§ Exercise description:
Leave out the pictures and transcribe everything else exactly.

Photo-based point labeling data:

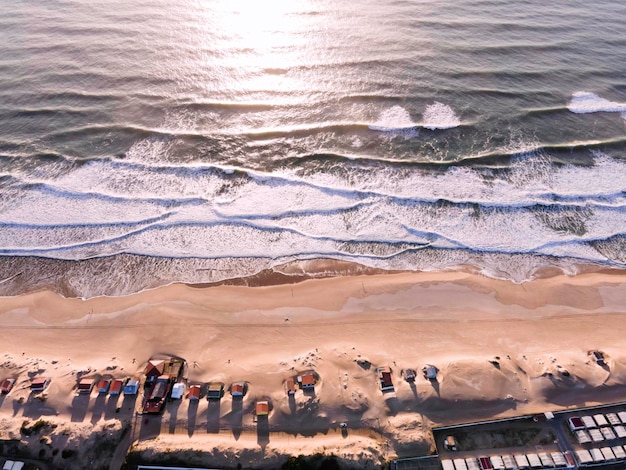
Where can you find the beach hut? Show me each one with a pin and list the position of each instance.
(409, 375)
(290, 386)
(597, 455)
(103, 385)
(521, 461)
(237, 389)
(6, 386)
(596, 435)
(154, 369)
(460, 464)
(449, 443)
(608, 434)
(13, 465)
(497, 462)
(613, 419)
(619, 452)
(546, 460)
(39, 384)
(430, 372)
(178, 390)
(262, 408)
(584, 456)
(620, 431)
(216, 390)
(582, 436)
(598, 356)
(306, 381)
(194, 392)
(384, 379)
(607, 453)
(600, 420)
(447, 464)
(534, 460)
(85, 386)
(117, 386)
(509, 462)
(575, 423)
(588, 421)
(559, 459)
(132, 387)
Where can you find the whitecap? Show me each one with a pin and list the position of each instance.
(585, 102)
(440, 116)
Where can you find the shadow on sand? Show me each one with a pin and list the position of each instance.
(172, 410)
(98, 408)
(436, 386)
(80, 403)
(150, 426)
(263, 432)
(235, 417)
(192, 414)
(213, 416)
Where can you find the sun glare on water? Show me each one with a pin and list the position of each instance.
(261, 40)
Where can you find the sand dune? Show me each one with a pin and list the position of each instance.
(500, 350)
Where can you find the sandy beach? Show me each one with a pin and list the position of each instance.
(501, 349)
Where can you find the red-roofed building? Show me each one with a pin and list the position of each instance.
(237, 389)
(103, 385)
(117, 386)
(85, 386)
(39, 384)
(154, 369)
(262, 408)
(194, 392)
(384, 379)
(290, 386)
(6, 386)
(307, 381)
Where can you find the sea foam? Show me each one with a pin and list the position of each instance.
(395, 120)
(440, 116)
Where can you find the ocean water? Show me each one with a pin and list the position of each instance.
(156, 141)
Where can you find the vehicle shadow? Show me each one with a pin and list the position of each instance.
(235, 417)
(80, 403)
(192, 414)
(98, 408)
(172, 410)
(213, 416)
(263, 432)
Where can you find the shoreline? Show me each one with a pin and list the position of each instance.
(343, 328)
(124, 275)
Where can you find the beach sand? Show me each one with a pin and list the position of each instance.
(501, 349)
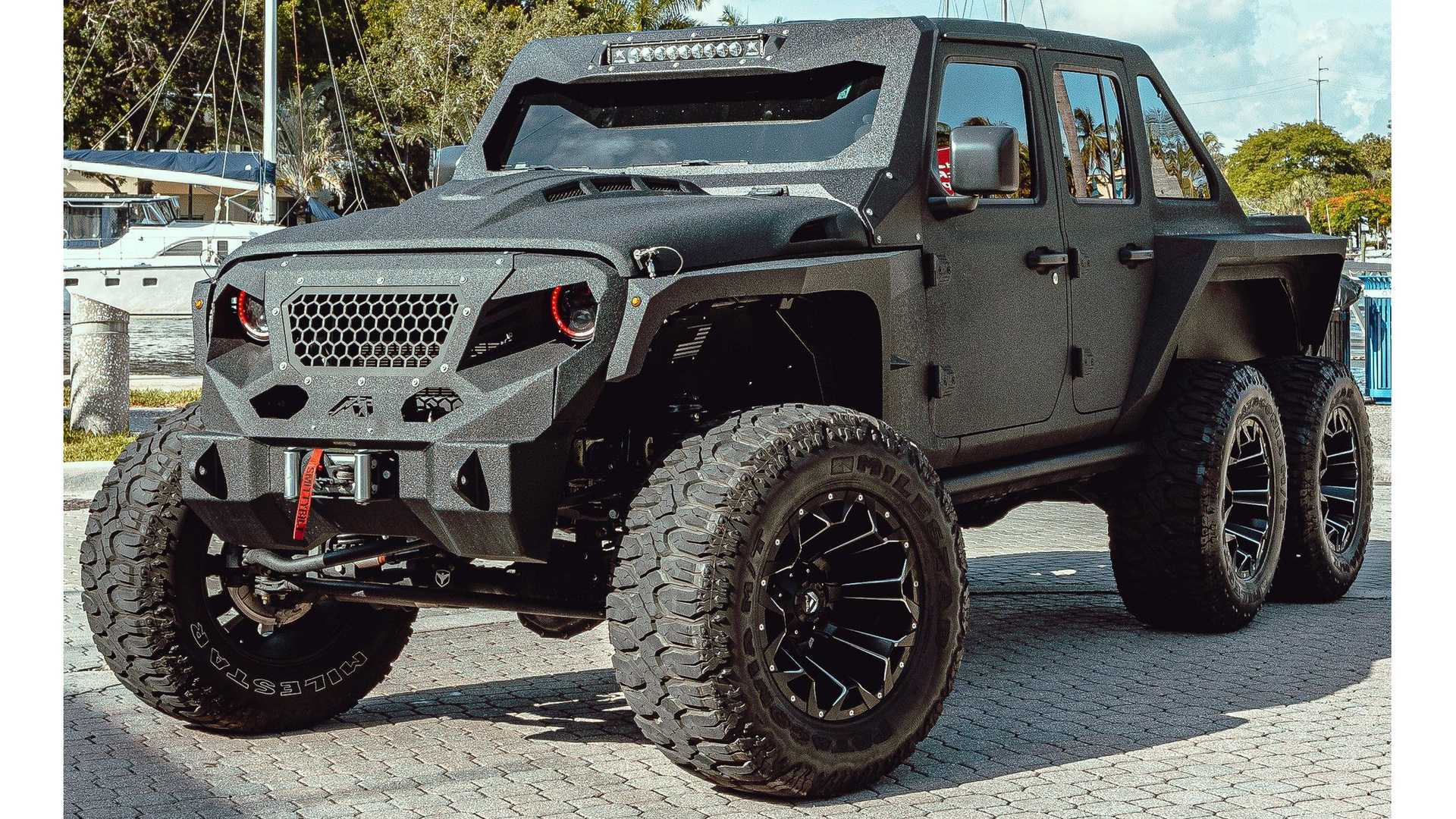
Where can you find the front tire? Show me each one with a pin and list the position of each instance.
(1196, 525)
(1331, 477)
(153, 591)
(708, 592)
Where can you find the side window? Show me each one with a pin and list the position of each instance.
(1092, 136)
(977, 93)
(1177, 169)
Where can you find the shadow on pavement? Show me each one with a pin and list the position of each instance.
(1046, 679)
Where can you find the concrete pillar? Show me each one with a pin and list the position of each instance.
(101, 366)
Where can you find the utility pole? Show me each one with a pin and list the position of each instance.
(1320, 86)
(268, 194)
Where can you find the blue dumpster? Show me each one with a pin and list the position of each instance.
(1378, 335)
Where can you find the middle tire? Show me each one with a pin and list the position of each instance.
(1196, 525)
(789, 601)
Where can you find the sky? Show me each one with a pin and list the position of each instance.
(1235, 66)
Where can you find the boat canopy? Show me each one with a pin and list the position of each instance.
(239, 171)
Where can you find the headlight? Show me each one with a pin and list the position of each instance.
(574, 311)
(253, 316)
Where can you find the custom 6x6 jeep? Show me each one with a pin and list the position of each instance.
(721, 335)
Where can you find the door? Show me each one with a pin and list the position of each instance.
(1106, 221)
(998, 327)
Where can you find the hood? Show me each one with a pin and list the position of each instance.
(601, 215)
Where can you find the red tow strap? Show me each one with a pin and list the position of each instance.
(310, 471)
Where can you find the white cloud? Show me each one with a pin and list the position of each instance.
(1235, 64)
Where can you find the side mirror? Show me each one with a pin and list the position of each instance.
(984, 159)
(444, 164)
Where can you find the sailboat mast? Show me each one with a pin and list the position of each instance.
(268, 196)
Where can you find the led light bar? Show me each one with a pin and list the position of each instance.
(708, 49)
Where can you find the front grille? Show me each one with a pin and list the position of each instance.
(369, 330)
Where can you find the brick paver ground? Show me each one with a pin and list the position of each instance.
(1065, 707)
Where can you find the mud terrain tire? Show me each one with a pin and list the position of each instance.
(1324, 537)
(1175, 556)
(682, 617)
(147, 604)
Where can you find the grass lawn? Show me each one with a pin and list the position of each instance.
(85, 447)
(159, 398)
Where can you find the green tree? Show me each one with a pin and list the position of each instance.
(1272, 159)
(1375, 156)
(1362, 209)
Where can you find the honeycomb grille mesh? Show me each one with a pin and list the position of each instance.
(369, 330)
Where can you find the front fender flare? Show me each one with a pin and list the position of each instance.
(886, 278)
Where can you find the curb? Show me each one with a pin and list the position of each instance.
(82, 479)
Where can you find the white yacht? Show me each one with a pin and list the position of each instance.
(133, 253)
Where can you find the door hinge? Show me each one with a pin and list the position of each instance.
(1079, 363)
(943, 381)
(937, 270)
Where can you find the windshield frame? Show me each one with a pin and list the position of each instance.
(629, 110)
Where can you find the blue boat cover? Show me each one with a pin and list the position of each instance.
(243, 167)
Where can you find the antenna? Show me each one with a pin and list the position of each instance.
(268, 196)
(1320, 88)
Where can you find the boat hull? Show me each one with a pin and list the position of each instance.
(140, 290)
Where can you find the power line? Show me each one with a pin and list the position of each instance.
(1241, 86)
(1247, 95)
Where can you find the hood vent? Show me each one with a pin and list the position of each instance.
(619, 186)
(610, 184)
(565, 193)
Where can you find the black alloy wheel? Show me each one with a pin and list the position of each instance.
(840, 605)
(1247, 499)
(1331, 477)
(1340, 480)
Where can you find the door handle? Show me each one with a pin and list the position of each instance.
(1131, 256)
(1043, 260)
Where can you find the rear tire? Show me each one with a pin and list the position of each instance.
(169, 639)
(1191, 547)
(707, 659)
(1329, 487)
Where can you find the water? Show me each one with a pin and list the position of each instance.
(159, 346)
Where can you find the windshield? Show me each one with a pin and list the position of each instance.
(805, 117)
(153, 213)
(92, 226)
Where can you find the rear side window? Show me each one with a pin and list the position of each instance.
(977, 93)
(1177, 169)
(1094, 142)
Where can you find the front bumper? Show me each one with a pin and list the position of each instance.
(482, 480)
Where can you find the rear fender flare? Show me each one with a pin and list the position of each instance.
(1307, 264)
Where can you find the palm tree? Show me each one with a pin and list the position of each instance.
(733, 18)
(1094, 148)
(309, 156)
(650, 15)
(1069, 131)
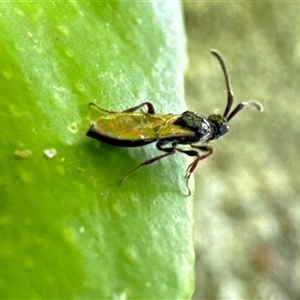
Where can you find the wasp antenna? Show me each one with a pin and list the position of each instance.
(230, 96)
(242, 105)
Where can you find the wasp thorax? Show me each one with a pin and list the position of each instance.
(219, 126)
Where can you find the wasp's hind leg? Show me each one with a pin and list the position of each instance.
(191, 168)
(169, 151)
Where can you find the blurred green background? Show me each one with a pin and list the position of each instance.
(247, 206)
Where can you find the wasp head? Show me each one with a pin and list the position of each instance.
(219, 126)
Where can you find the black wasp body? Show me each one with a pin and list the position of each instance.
(132, 129)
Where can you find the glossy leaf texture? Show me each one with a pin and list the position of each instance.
(67, 229)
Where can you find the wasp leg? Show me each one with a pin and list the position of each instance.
(169, 151)
(150, 108)
(191, 168)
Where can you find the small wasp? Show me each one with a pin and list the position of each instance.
(133, 129)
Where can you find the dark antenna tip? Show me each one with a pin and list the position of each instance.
(230, 96)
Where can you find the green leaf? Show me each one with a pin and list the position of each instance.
(68, 230)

§ Exercise result:
Where can you find the beach hut? Show me each one with a pin and list the position of each instance.
(409, 375)
(290, 386)
(597, 455)
(103, 385)
(521, 461)
(237, 389)
(6, 386)
(596, 435)
(154, 369)
(460, 464)
(449, 443)
(608, 434)
(13, 465)
(497, 462)
(613, 419)
(619, 452)
(546, 460)
(39, 384)
(430, 372)
(178, 390)
(262, 408)
(584, 456)
(620, 431)
(216, 390)
(582, 436)
(598, 356)
(306, 381)
(194, 392)
(384, 379)
(607, 453)
(600, 420)
(447, 464)
(534, 460)
(85, 386)
(117, 386)
(509, 462)
(575, 423)
(588, 421)
(559, 459)
(132, 387)
Where can you find the whitecap? Show me each one with a pin and list the position of each instance.
(585, 102)
(440, 116)
Where can you find the shadow on sand? Show me each one with a pin and list the position of each instance.
(172, 410)
(98, 408)
(436, 386)
(80, 403)
(150, 426)
(263, 432)
(235, 417)
(192, 414)
(213, 416)
Where can you find the sun glare on water? Show me each one with a pin and list the position of each instance.
(261, 40)
Where can you find the sand dune? Show me each one with a pin and list the position of each instance.
(500, 350)
Where can you find the sandy beach? Show me each one with a pin and list the position of each instance.
(501, 349)
Where can you find the red-roofed building? Show me each one with a pin and list the position of each instance.
(237, 389)
(103, 385)
(117, 386)
(85, 386)
(39, 384)
(154, 369)
(262, 408)
(194, 392)
(384, 379)
(290, 386)
(6, 386)
(307, 381)
Where can you find the sea foam? Show me each one with a pin and list the position of each instance.
(395, 120)
(440, 116)
Where can you find the ocean water? Show me each one with a pin and list the position of each instance.
(156, 141)
Where can you find the vehicle shadow? Show me each one with a pin and list the position of each instance.
(235, 417)
(80, 403)
(192, 414)
(98, 408)
(172, 410)
(213, 416)
(263, 432)
Where can you find the shoreline? Show me each one with a pin and list the position of each instance.
(343, 328)
(124, 275)
Where can you find the beach sand? Show me each one with a pin and list the position of each instance.
(501, 349)
Where can you find the front tire? Show me each one with a pin and list the position of each instance.
(1196, 525)
(1331, 477)
(153, 591)
(708, 592)
Where can you find the side window? Show me each one with a pin and list the position of each instance.
(1092, 136)
(977, 93)
(1177, 169)
Where can you find the shadow on pavement? Show me each one with a pin and list the position of each instance.
(1046, 679)
Where can you find the concrete pillar? Show me each one with a pin and list the position of each instance.
(101, 366)
Where can you find the utility pole? Show me each one with a pin and list the position of each instance.
(1320, 86)
(268, 194)
Where can you find the blue dumpster? Show me each one with a pin and list the position of each instance.
(1378, 335)
Where can you find the middle tire? Show me each one with a pin and list the position of each instance.
(1196, 525)
(789, 601)
Where can you find the sky? Show me each one with a pin and list the position of each instance.
(1235, 66)
Where can you find the boat canopy? Show me each one with a pin and list the position of each instance.
(239, 171)
Where can you find the headlight? Show me each one with a pin and list the position of each instance.
(574, 311)
(253, 316)
Where can you find the custom 6x6 jeep? Show me each one with a pin and list the position of each instance.
(721, 335)
Where can you find the door? Show me each one with a pin and list the position of each instance.
(1106, 221)
(998, 327)
Where can you find the hood? Show me each one with a pin and list the position of each instance.
(601, 215)
Where can you find the red tow strap? Show me each one with a pin and list the position of each instance.
(310, 471)
Where can you find the white cloud? Show me each one with a pin and list the position of each instance.
(1235, 64)
Where can you find the side mirror? Show me each one with a pin and list the position of each instance.
(984, 159)
(444, 164)
Where can you find the sailboat mast? Show me each one with a pin and list the position of each instance.
(268, 196)
Where can you find the led light bar? Show me each one with a pin and list the position of each instance.
(708, 49)
Where can you find the front grille? Show me each one with a pin and list the position of each instance.
(369, 330)
Where can you find the brick paver ground? Show me each one with a pin and list the position of each instance.
(1065, 707)
Where can you find the mud terrain tire? Show me each one with a pin and list the position of each instance.
(1324, 537)
(1175, 556)
(682, 617)
(147, 604)
Where can you find the grass lawn? Show me each one with a pin and list the position of each instance.
(85, 447)
(159, 398)
Where can you find the green tree? Show me each one with a pin and list the position of each instance.
(1272, 159)
(1375, 156)
(1362, 209)
Where can you find the honeycomb grille mesh? Show me each one with a pin and list the position of each instance.
(369, 330)
Where can you find the front fender flare? Show me each one with a pin and list the position of each instance.
(886, 278)
Where can you find the curb? Show me each one with a pin and list the position of each instance.
(82, 479)
Where can you find the white yacht? Show me each one with a pin and list the position of each instance.
(133, 253)
Where can you find the door hinge? Show me each one with a pin and list the position of each instance.
(1079, 363)
(943, 381)
(937, 270)
Where can you find the windshield frame? Show me each one with a pin and list the position of each instance.
(629, 110)
Where can you find the blue boat cover? Show me each one with a pin and list the position of each instance.
(243, 167)
Where can you find the antenna? Show me each one with a pin and list the position of each instance.
(268, 196)
(1320, 88)
Where can you find the boat hull? Show me each one with a pin and list the position of each instance.
(140, 290)
Where can you find the power line? Show me each one with a pin and list the position of each instance.
(1241, 86)
(1247, 95)
Where can you find the hood vent? Show me each one with a pin and list the position of each instance.
(619, 186)
(610, 184)
(565, 193)
Where can you find the black alloy wheel? Show me each one with a pin and list the position of each instance.
(840, 605)
(1247, 499)
(1331, 477)
(1340, 480)
Where can you find the door handle? Show me each one with a pin and list the position of each instance.
(1131, 256)
(1043, 260)
Where can you find the rear tire? Show me each one with a pin and list the position of each instance.
(169, 639)
(1191, 547)
(707, 659)
(1329, 487)
Where can you find the water? Show me each one with a pin and list the position of each instance.
(159, 346)
Where can you find the windshield? Show me each one with a pin and list the position of each instance.
(805, 117)
(153, 213)
(92, 226)
Where can you find the rear side window? Show me each one with a pin and list the position of each instance.
(977, 93)
(1177, 169)
(1094, 142)
Where can you find the front bumper? Show me each one with a pin and list the position of each instance.
(482, 480)
Where can you find the rear fender flare? Show me each one with a pin and list the position of each instance.
(1307, 264)
Where can you find the palm tree? Show me each one with a pin and list the position of each instance.
(733, 18)
(1094, 148)
(309, 156)
(650, 15)
(1069, 131)
Where can you find the wasp antenna? Show me each one with a pin and list the position of each instance.
(230, 96)
(242, 105)
Where can you find the wasp thorax? Show me each one with a pin and list the position of each instance.
(219, 126)
Where can you find the wasp's hind leg? Show me each one with a pin and list the position of each instance.
(191, 168)
(169, 151)
Where can you find the blurred green background? Show me each one with a pin and list the position of each instance.
(247, 206)
Where can you find the wasp head? Show me each one with a pin and list the position of each instance.
(219, 126)
Where can you find the black wasp body? Show me each one with a pin and list the position of each instance.
(132, 129)
Where can you find the glossy leaf texture? Show me each one with a pin and list the position of each instance.
(67, 229)
Where can you find the wasp leg? Show me each one with a pin and list the position of each instance.
(169, 151)
(150, 108)
(191, 168)
Where can you find the small wasp? Show me each one with a pin and list the position of each instance.
(133, 129)
Where can you find the dark antenna tip? Show me each one with a pin and list the position of each instance.
(230, 96)
Where can you find the green leaf? Show me each one with a pin and list the position of each instance.
(68, 230)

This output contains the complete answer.